» Yapılacak İşler
1. Tabiat üzerine metinde "Elhasıl: Vâcib-ül Vücud'a" sözlerinden başlayıp "haric-i daire-i akliyedir." sözlerine kadar uzanan her şeyi hiç değiştirmeden yeniden yaz.
2. Tabiat üzerine metni kaldığı yerden devam ettir.

» Metin Alıntısı
***

Elhasıl: Vâcib-ül Vücud'a her mevcudu vermek, vücub derecesinde bir sühuleti var. Ve tabiata icad cihetinde vermek, imtina' derecesinde müşkil ve haric-i daire-i akliyedir.

ÜÇÜNCÜ MUHAL: Bu muhali izah edecek bazı risalelerde beyan edilen iki misal:5

Birinci Misal: Bütün âsâr-ı medeniyetle tekmil ve tezyin edilmiş, hâlî bir sahrada kurulmuş, yapılmış bir saraya; gayet vahşi bir adam girmiş, içine bakmış. Binlerle muntazam san'atlı eşyayı görmüş. Vahşetinden, ahmaklığından, hariçten kimse müdahale etmeyip, o saray içinde o eşyadan birisi, o sarayı müştemilatıyla beraber yapmıştır diye taharriye başlıyor. Hangi şeye bakıyor; o vahşetli aklı dahi kabil görmüyor ki, o şey bunları yapsın. Sonra o sarayın teşkilat proğramını ve mevcudat fihristesini ve idare kanunları içinde yazılı olan bir defteri görür. Çendan elsiz ve gözsüz ve çekiçsiz olan o defter dahi, sair içindeki şeyler gibi, hiçbir kabiliyeti yoktur ki o sarayı teşkil ve tezyin etsin. Fakat muztar kalarak, bilmecburiye, eşya-yı âhere nisbeten, kavanin-i ilmiyenin bir ünvanı olmak cihetiyle, o sarayın mecmuuna bu defteri münasebetdar gördüğünden, "İşte bu defterdir ki, o sarayı teşkil, tanzim ve tezyin edip bu eşyayı yapmış, takmış, yerleştirmiş." diyerek vahşetini; ahmakların, sarhoşların hezeyanına çevirmiş.

***

[Bir veri kümesinden satırlar]
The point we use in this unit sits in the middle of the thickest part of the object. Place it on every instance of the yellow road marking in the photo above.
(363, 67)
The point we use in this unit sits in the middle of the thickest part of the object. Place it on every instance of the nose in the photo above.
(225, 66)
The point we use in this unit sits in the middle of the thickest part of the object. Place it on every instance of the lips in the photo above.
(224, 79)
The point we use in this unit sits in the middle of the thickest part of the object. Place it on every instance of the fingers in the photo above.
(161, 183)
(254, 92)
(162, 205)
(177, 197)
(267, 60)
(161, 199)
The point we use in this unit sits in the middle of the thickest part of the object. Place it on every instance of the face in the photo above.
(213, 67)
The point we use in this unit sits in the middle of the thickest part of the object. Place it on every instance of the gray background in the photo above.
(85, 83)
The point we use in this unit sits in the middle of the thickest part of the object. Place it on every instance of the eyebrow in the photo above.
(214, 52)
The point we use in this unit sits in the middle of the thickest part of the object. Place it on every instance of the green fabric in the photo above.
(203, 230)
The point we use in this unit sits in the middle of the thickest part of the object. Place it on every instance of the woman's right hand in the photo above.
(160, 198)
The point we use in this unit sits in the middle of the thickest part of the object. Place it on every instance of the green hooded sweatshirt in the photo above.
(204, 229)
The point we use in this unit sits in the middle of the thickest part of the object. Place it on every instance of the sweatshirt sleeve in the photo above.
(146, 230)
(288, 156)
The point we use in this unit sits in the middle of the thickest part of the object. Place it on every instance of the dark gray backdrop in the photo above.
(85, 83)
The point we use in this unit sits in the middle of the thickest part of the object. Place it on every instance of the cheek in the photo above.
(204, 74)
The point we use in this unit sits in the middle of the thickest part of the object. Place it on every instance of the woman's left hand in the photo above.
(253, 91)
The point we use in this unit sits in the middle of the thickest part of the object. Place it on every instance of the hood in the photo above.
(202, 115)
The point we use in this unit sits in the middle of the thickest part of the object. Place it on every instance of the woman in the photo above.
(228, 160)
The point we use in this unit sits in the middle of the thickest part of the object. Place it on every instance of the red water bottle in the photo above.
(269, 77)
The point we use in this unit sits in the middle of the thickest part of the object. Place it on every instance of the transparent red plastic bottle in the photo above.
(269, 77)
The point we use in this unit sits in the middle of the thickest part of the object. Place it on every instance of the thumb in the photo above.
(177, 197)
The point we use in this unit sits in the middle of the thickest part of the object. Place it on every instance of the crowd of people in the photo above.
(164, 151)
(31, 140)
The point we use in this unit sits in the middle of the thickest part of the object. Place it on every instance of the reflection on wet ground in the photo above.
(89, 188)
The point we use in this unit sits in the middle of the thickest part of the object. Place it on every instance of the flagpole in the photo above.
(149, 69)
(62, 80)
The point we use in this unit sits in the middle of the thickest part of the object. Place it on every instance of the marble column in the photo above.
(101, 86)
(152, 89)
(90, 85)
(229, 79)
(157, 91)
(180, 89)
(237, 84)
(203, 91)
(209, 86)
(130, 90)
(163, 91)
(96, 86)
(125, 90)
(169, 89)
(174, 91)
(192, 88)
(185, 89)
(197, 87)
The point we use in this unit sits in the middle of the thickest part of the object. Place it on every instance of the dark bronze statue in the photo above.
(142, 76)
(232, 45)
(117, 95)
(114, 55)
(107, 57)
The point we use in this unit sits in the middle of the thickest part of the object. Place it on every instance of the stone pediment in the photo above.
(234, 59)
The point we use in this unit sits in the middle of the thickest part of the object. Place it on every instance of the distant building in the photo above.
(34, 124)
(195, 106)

***

» Sonuçlar
1.
Elhasıl: Vâcib-ül Vücud'a her mevcudu vermek, vücub derecesinde bir sühuleti var. Ve tabiata icad cihetinde vermek, imtina' derecesinde müşkil ve haric-i daire-i akliyedir.

2.
İşte aynen bu misal gibi; hadsiz derecede misaldeki saraydan daha muntazam, daha mükemmel ve bütün etrafı mu'cizane hikmetle dolu şu saray-ı âlemin içine, inkâr-ı uluhiyete giden tabiiyyun fikrini taşıyan vahşi bir insan girer. Daire-i mümkinat haricinde olan Zât-ı Vâcib-ül Vücud'un eser-i san'atı olduğunu düşünmeyerek ve ondan i'raz ederek, daire-i mümkinat içinde kader-i İlahînin yazar bozar bir levhası hükmünde ve kudret-i İlahiyenin kavanin-i icraatına tebeddül ve tegayyür eden bir defteri olabilen ve pek yanlış ve hata olarak "Tabiat" namı verilen bir mecmua-i kavanin-i âdât-ı İlahiye ve bir fihriste-i san'at-ı Rabbaniyeyi görür. Ve der ki: "Madem bu eşya bir sebeb ister, hiçbir şeyin bu defter gibi münasebeti görünmüyor. Çendan hiçbir cihetle akıl kabul etmez ki; gözsüz, şuursuz, kudretsiz bu defter, rububiyet-i mutlakanın işi olan ve hadsiz bir kudreti iktiza eden icadı yapamaz. Fakat madem Sâni'-i Kadîm'i kabul etmiyorum; öyle ise en münasibi, bu defter bunu yapmış ve yapar diyeceğim." der. Biz de deriz:

Ey ahmak-ul humakadan tahammuk etmiş sarhoş ahmak! Başını tabiat bataklığından çıkar, arkana bak; zerrattan, seyyarata kadar bütün mevcudat, ayrı ayrı lisanlarla şehadet ettikleri ve parmaklarıyla işaret ettikleri bir Sâni'-i Zülcelal'i gör.. ve o sarayı yapan ve o defterde sarayın proğramını yazan Nakkaş-ı Ezelî'nin cilvesini gör, fermanına bak, Kur'anını dinle.. o hezeyanlardan kurtul!..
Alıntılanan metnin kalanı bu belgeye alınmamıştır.